TASK GOAL ->
Pull out every line in the entries below that contains the string "blurred".

MATERIAL SUPPLIED ->
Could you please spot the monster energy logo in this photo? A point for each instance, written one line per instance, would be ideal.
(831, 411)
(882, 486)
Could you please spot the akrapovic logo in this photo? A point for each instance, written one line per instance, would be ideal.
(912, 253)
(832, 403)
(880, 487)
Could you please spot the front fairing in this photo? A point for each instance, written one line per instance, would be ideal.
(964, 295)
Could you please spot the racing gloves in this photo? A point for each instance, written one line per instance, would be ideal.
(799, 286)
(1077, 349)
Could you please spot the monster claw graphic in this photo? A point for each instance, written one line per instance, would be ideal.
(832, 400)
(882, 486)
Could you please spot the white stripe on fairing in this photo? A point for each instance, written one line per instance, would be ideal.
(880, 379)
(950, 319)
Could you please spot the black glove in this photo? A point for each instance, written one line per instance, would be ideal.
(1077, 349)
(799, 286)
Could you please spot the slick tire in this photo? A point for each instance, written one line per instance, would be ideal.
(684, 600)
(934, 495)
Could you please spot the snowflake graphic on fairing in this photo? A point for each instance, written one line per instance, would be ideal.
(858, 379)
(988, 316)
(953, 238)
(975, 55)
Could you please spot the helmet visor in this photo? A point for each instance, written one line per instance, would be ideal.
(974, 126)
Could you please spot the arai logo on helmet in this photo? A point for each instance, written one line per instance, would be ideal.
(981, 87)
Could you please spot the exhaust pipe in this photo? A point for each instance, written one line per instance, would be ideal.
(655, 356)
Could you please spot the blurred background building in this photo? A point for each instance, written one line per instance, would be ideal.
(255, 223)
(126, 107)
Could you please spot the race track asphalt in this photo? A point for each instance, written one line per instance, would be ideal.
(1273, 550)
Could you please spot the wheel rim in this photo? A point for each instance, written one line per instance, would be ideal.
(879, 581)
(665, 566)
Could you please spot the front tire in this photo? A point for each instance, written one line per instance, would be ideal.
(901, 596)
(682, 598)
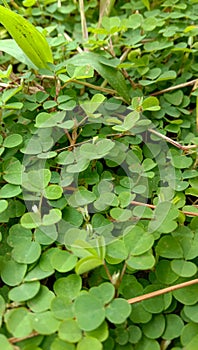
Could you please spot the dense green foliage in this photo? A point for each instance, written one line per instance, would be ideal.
(99, 180)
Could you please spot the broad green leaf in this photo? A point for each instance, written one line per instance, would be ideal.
(42, 301)
(120, 214)
(31, 220)
(29, 39)
(88, 263)
(111, 74)
(154, 328)
(164, 272)
(129, 122)
(68, 287)
(174, 326)
(36, 180)
(53, 192)
(141, 262)
(169, 247)
(189, 335)
(18, 322)
(25, 291)
(183, 268)
(59, 344)
(187, 295)
(137, 241)
(9, 93)
(117, 250)
(164, 218)
(147, 344)
(151, 104)
(9, 191)
(26, 252)
(89, 311)
(167, 76)
(12, 273)
(118, 311)
(139, 314)
(13, 171)
(3, 205)
(62, 308)
(70, 331)
(159, 303)
(89, 343)
(101, 333)
(52, 218)
(105, 292)
(63, 261)
(135, 334)
(181, 161)
(135, 21)
(45, 323)
(12, 140)
(46, 120)
(81, 197)
(5, 343)
(83, 72)
(37, 273)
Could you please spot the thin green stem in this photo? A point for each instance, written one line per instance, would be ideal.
(83, 20)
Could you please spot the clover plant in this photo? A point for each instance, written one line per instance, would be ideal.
(99, 179)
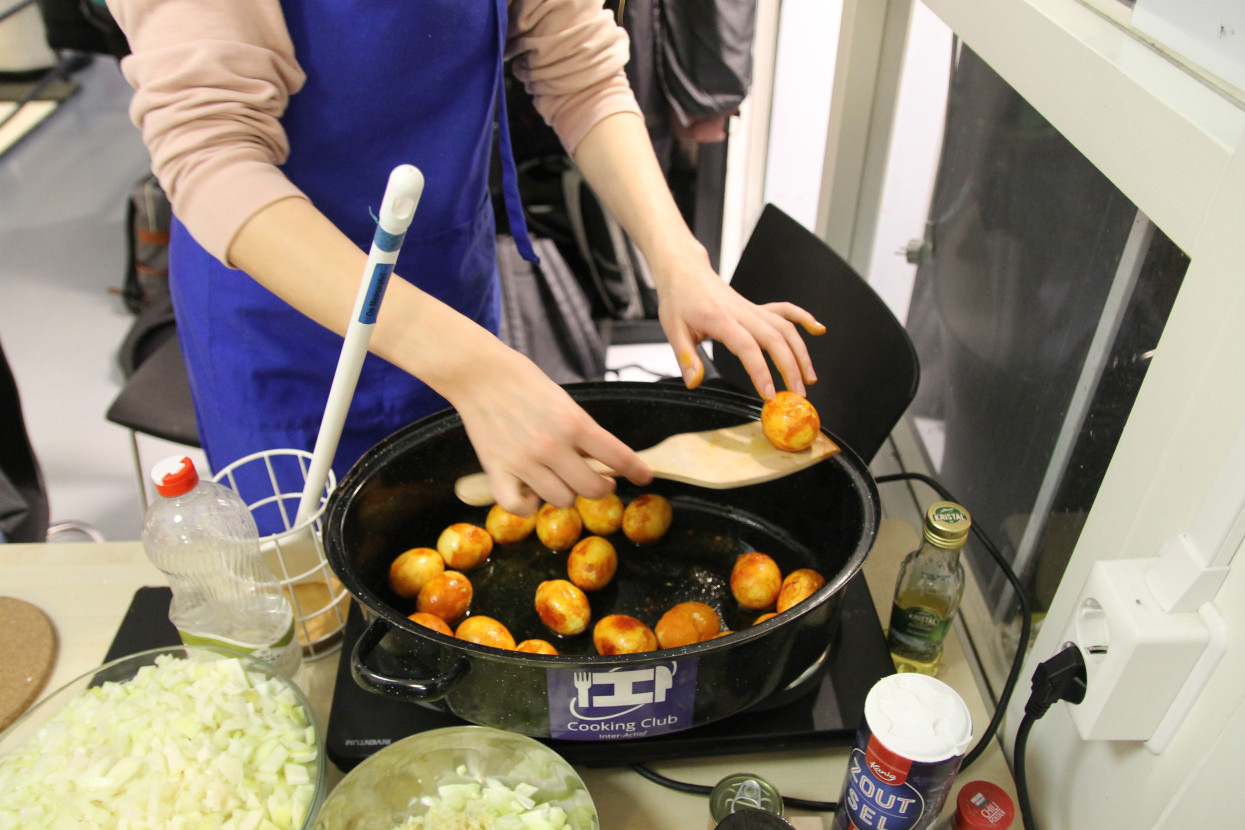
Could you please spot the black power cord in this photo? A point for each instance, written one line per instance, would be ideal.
(701, 789)
(1004, 697)
(1060, 678)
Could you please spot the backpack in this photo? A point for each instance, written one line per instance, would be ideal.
(148, 220)
(545, 314)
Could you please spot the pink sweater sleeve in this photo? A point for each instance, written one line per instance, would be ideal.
(212, 81)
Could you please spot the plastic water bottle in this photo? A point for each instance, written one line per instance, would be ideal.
(201, 534)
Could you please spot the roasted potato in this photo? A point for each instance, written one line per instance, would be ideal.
(465, 545)
(446, 595)
(507, 528)
(563, 607)
(558, 528)
(789, 422)
(484, 631)
(431, 621)
(798, 586)
(601, 517)
(756, 580)
(687, 624)
(619, 634)
(537, 647)
(591, 563)
(648, 518)
(411, 569)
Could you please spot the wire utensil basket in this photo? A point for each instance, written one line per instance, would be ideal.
(272, 484)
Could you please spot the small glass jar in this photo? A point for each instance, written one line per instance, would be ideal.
(981, 805)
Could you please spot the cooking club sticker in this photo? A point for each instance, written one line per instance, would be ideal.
(651, 699)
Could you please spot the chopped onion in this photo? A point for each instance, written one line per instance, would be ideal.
(183, 744)
(492, 805)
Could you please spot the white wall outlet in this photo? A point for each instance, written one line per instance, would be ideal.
(1137, 655)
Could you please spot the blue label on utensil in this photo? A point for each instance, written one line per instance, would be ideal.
(621, 703)
(387, 242)
(375, 294)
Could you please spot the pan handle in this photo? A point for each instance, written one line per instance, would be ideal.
(426, 690)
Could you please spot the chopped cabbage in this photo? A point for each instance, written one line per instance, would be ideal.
(184, 744)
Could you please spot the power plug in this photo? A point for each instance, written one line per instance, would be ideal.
(1137, 656)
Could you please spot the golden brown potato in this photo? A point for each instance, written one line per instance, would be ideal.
(601, 517)
(648, 518)
(431, 621)
(537, 647)
(446, 595)
(484, 631)
(558, 528)
(507, 528)
(798, 586)
(465, 545)
(687, 624)
(618, 634)
(789, 422)
(563, 607)
(412, 569)
(756, 580)
(591, 563)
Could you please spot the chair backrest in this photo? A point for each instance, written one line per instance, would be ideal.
(23, 494)
(865, 363)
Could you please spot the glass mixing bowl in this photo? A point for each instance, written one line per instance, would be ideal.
(408, 777)
(121, 746)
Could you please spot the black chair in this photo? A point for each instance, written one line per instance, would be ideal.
(865, 363)
(23, 497)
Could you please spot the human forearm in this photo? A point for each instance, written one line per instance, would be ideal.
(294, 251)
(529, 436)
(618, 161)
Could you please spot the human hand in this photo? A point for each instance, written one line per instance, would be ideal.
(532, 438)
(695, 303)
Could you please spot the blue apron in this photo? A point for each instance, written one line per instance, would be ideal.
(389, 82)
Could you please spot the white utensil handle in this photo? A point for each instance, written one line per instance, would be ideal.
(397, 208)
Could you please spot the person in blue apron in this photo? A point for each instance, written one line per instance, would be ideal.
(370, 86)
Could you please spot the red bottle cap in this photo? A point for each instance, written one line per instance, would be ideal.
(982, 805)
(174, 475)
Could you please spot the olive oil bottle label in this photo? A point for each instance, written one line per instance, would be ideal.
(918, 625)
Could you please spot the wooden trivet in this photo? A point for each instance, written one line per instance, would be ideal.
(28, 652)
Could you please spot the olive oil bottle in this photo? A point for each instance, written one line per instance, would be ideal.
(929, 590)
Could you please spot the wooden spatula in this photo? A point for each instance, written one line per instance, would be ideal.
(717, 459)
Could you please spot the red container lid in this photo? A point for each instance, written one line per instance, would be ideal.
(982, 805)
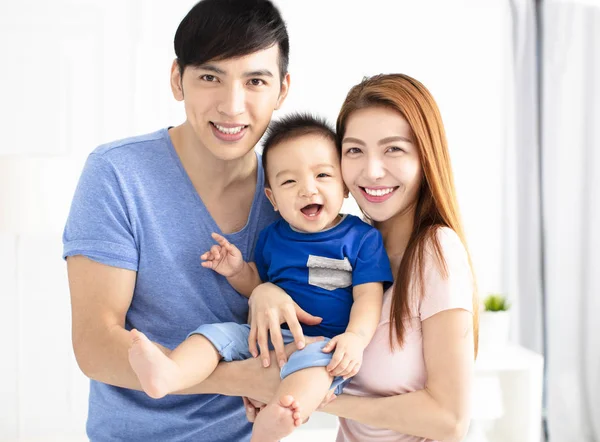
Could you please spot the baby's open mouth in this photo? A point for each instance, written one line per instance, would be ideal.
(312, 209)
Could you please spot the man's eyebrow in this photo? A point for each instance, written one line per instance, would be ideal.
(395, 138)
(259, 73)
(211, 68)
(353, 140)
(281, 172)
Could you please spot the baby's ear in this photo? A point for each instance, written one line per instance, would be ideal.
(271, 198)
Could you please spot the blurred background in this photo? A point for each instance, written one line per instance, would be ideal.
(518, 85)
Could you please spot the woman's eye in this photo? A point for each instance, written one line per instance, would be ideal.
(353, 150)
(395, 149)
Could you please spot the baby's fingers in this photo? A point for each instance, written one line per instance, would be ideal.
(216, 252)
(337, 357)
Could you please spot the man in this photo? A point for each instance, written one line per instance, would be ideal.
(144, 211)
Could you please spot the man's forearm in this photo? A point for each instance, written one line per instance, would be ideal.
(240, 378)
(108, 362)
(104, 358)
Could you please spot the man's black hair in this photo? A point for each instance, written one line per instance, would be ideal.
(291, 127)
(222, 29)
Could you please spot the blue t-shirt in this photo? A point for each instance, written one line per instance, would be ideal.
(136, 208)
(318, 270)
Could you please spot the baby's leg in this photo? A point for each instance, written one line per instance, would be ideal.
(189, 364)
(299, 394)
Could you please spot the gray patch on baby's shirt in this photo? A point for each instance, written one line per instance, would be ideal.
(329, 273)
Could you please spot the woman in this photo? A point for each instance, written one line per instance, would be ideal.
(416, 377)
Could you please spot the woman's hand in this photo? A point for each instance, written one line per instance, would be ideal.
(269, 308)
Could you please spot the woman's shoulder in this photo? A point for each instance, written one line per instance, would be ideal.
(451, 247)
(447, 277)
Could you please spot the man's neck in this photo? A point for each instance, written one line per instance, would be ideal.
(206, 171)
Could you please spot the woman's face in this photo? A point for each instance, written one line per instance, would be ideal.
(380, 162)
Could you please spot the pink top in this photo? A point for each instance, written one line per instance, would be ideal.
(384, 373)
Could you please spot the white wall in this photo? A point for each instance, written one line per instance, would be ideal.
(79, 73)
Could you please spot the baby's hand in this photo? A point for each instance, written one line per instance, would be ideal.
(224, 258)
(347, 359)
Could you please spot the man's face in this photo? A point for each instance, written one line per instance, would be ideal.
(306, 184)
(229, 103)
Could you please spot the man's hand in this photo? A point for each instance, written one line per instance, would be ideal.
(269, 308)
(347, 359)
(224, 258)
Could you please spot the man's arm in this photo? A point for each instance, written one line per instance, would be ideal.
(100, 298)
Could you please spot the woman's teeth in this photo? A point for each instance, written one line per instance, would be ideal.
(378, 192)
(229, 130)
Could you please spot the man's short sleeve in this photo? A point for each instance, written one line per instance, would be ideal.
(259, 256)
(372, 263)
(98, 225)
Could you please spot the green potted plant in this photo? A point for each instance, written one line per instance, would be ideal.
(494, 322)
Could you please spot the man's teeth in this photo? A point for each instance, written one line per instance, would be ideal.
(229, 130)
(379, 192)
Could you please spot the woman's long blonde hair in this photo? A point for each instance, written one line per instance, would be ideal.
(436, 204)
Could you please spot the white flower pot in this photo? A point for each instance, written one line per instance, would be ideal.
(494, 330)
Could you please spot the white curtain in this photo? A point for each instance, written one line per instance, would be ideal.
(552, 184)
(571, 192)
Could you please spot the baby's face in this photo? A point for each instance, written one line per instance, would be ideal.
(306, 182)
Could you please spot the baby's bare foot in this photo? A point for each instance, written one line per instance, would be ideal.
(277, 420)
(153, 368)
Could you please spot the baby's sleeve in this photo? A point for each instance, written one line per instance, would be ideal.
(372, 263)
(453, 290)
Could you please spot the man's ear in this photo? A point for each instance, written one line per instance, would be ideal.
(283, 91)
(176, 81)
(269, 194)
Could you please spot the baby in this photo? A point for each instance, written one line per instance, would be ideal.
(333, 266)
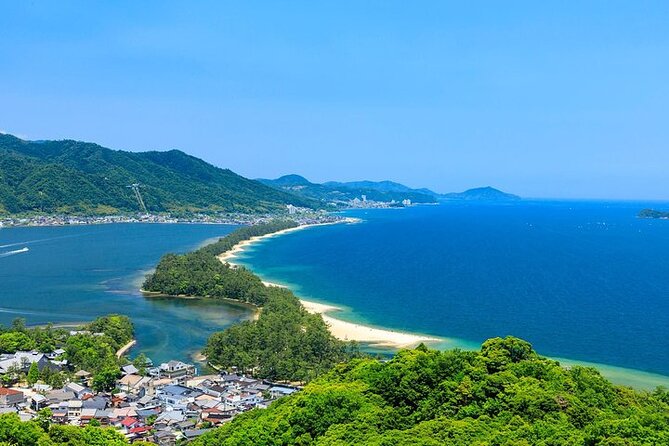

SOLVED PROBLEM ->
Could you please spot the blurred background building in this photo? A point for each instance, written one line per instance, would be ideal.
Could you please spot the blurred background in this photo? A point for each instance, written one line per instance, would be ideal.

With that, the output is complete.